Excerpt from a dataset
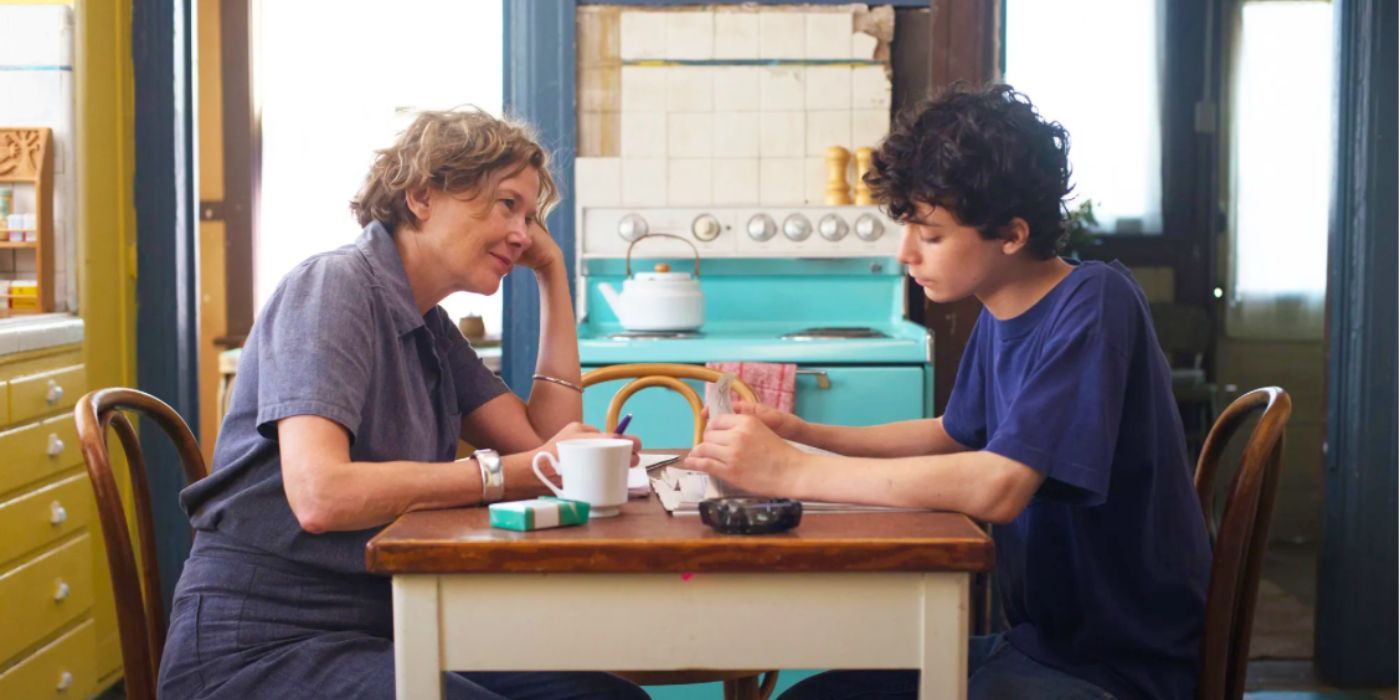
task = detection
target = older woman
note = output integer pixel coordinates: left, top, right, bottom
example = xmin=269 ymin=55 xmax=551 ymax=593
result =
xmin=160 ymin=111 xmax=645 ymax=700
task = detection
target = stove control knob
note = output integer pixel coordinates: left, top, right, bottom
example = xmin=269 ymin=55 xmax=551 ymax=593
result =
xmin=816 ymin=214 xmax=851 ymax=244
xmin=749 ymin=214 xmax=778 ymax=244
xmin=855 ymin=214 xmax=885 ymax=241
xmin=690 ymin=214 xmax=720 ymax=242
xmin=617 ymin=214 xmax=647 ymax=242
xmin=783 ymin=214 xmax=812 ymax=241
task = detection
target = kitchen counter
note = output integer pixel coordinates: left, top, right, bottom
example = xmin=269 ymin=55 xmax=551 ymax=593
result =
xmin=0 ymin=314 xmax=83 ymax=356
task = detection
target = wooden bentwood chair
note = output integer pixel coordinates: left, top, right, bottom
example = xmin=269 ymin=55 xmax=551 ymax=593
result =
xmin=1196 ymin=386 xmax=1292 ymax=700
xmin=582 ymin=363 xmax=778 ymax=700
xmin=73 ymin=388 xmax=209 ymax=700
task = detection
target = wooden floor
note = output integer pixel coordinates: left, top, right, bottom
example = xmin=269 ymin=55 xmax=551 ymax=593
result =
xmin=1245 ymin=542 xmax=1396 ymax=700
xmin=99 ymin=543 xmax=1400 ymax=700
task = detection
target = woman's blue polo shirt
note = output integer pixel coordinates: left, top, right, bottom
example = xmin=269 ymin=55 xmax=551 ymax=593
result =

**BRIEF**
Locate every line in the items that contains the string "target", and copy each of those lines. Case counts.

**ANSWER FOR THIS EXERCISE**
target = older woman
target = stove control knob
target = kitchen counter
target = wooden bentwood chair
target = wooden floor
target = woman's blue polo shirt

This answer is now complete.